Your instructions >> From the first line to the last, restate the records word for word, skipping the pictures.

[Saved entries]
--------------------------------
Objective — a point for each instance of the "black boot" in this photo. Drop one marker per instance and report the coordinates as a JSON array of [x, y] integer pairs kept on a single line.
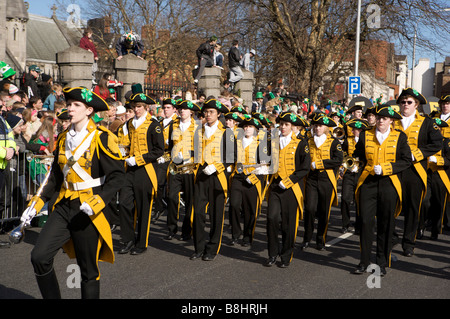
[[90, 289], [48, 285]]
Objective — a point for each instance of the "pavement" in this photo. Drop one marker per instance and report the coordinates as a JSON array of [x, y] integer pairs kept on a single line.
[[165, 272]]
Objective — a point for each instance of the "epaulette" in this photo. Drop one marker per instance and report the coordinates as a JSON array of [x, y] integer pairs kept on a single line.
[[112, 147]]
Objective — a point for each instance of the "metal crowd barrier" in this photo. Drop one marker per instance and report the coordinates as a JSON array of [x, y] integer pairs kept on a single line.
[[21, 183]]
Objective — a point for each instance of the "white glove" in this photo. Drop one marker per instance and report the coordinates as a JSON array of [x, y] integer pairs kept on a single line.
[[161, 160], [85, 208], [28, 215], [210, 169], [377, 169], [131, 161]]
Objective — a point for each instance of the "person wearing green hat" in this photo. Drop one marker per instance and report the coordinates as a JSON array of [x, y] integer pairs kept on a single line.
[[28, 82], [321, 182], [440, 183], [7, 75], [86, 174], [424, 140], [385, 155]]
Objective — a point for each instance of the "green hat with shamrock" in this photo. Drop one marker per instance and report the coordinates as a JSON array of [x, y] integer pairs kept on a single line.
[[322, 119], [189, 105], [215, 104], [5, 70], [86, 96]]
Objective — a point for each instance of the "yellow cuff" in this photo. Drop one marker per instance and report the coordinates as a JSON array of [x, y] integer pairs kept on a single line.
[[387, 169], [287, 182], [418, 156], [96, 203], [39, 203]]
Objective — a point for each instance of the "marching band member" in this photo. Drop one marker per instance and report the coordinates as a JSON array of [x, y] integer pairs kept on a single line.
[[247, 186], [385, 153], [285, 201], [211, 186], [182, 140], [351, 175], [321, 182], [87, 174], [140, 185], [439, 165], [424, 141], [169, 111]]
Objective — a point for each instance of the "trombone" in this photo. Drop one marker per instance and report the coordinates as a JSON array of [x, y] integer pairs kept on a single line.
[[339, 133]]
--------------------------------
Reply to the exercise >>
Objective — a point for each instance of the "black boot" in this photo. Drop one marker per instance and report the coordinates as a JSON array of [x, y] integer pairs kept on a single line.
[[90, 289], [48, 285]]
Objective — a point for each instance of the "pavement" in this photo. Drop one marker per instance and report the coordinates as a JSON array of [x, y] integer pairs kept on a single line.
[[165, 272]]
Objective — a point for each instance of the "epaulette" in this photo. Drop one marker per instance and report the coordinates as a JSON array of [x, y] integer pairs kept on a single line.
[[112, 147]]
Objective — a point for each instance of the "metal crowd barrier" in this photo. Drop one marker per instance and report the coordinates as a JSON array of [x, y] integer pairs kept on a single line.
[[21, 183]]
Objective — a point for each instance of the "white glove" in this photo. Drop one marker per instance and report the coordinates as a JSON array of [x, y] integer pairs kept on a single line.
[[161, 160], [85, 208], [28, 215], [210, 169], [377, 169], [131, 161]]
Objective — a point for each instance of the "person wearing green hat" in this photo. Drop one marker per instance and report the coordinates as a JSON array of [x, y] integer pairs kept on a single line.
[[28, 82], [321, 182], [440, 183], [7, 75], [86, 174], [424, 140], [385, 155]]
Objective — a point for each instance of the "green hat with shamrock" in this photo. Drop one marker per instance and report the coordinates as a JSON array of [x, y] integer pairs kept on a single line.
[[322, 119], [189, 105], [215, 104], [5, 70], [86, 96]]
Objective — a point for each instance of the "yellow cuff" in this photo. Drop one marker per instance and report the coordinates as a JSON array of [x, y] integer pairs kept on a single line.
[[387, 169], [287, 182], [418, 156], [96, 203], [39, 203]]
Objective — a point for each instance of the "marching band member" in this photo. Drop one marker per instance and report the coordinates as a JSON array of [x, y] integer pairs kept on a single line.
[[247, 186], [385, 153], [285, 201], [211, 186], [182, 140], [351, 175], [321, 182], [87, 174], [140, 185], [439, 165], [424, 141], [169, 111]]
Objective — a point for each instance of the "trombone" in this photo. Drop one marker per instance and report the coordinates as a JSON array of [x, y] integer pairs kept on a single line.
[[339, 133]]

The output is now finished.